┌──

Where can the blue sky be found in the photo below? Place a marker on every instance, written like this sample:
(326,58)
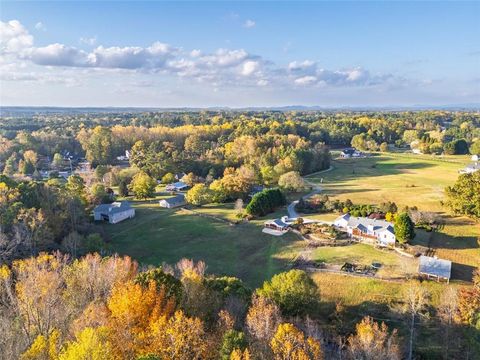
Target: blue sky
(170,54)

└──
┌──

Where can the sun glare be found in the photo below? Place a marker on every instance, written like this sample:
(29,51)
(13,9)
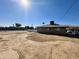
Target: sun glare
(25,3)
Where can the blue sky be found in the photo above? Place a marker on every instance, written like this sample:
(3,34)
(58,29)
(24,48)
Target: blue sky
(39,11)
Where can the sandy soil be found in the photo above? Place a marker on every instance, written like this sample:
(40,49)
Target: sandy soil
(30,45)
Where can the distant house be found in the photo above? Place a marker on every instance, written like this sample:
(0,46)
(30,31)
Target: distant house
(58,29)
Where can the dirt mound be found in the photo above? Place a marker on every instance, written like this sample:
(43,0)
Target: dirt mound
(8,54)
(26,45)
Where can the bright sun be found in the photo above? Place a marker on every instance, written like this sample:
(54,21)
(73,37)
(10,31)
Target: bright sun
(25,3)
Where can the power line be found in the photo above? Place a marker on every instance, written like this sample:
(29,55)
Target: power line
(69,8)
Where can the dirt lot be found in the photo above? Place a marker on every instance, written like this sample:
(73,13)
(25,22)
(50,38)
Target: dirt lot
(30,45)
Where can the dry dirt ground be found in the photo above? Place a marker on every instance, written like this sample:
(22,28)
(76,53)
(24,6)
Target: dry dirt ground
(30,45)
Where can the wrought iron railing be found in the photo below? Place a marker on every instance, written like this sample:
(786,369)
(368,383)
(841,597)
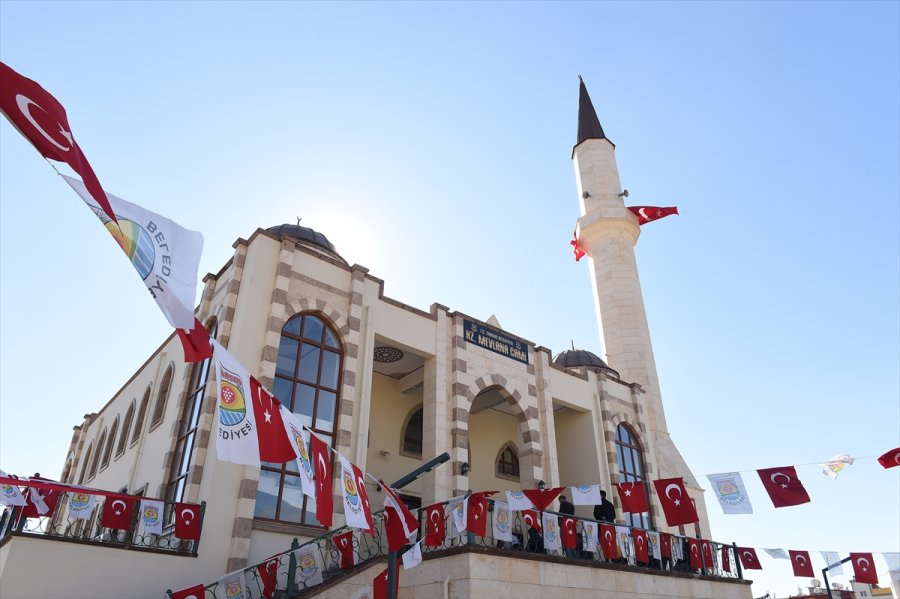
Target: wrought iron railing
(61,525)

└──

▶ **ACTIVITY**: Take from the material every line that holds "above".

▶ **ANSWER FOR THIS EXERCISE**:
Where can the blue sky be found in the photo above? Place a marker on every instance, written like this sample:
Where can the sandy soil be found in the photo above? Place a marker on every instance, written like this sample:
Where can the distant house be found in the photo above? Place a marker on every instance, written like this sample:
Where can the dirt mound be found in the photo above? Place a marker on every instance, written like this sample:
Where can the bright sun be found in the photo above? Place a marker on every instance, written like this sample:
Where can the power line be found in the photo above? Place a marker on every instance, written like this sample:
Where can the dirt lot be found in the photo above? Place a marker on every instance, written like this sample:
Where can the dry dirt ground be found in the photo above? Place a marker on every instance, written like this sample:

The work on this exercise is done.